-- THE DATA start --
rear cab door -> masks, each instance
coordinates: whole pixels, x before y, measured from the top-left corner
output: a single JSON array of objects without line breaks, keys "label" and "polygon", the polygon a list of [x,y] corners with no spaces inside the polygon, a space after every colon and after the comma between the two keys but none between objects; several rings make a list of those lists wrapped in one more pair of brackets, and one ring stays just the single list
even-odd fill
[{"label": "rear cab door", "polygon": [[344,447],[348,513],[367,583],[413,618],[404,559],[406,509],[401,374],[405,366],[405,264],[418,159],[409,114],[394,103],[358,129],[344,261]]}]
-- THE DATA end --
- [GIVEN INSTRUCTION] Copy these lines exactly as they appear, covering the whole listing.

- [RESULT OF THE EXERCISE]
rear cab door -> masks, each instance
coordinates: whole pixels, x before y, measured from the top-left corner
output: a single JSON array of objects without line breaks, keys "label" and "polygon", the polygon a list of [x,y] corners with no spaces inside the polygon, a space after every colon and after the comma between the two keys but none between objects; several rings make a list of those lists wrapped in one more pair of brackets, and one ring stays just the single list
even-odd fill
[{"label": "rear cab door", "polygon": [[344,447],[348,513],[367,583],[413,618],[404,559],[406,509],[401,374],[405,366],[405,264],[418,159],[409,114],[394,103],[358,129],[344,261]]}]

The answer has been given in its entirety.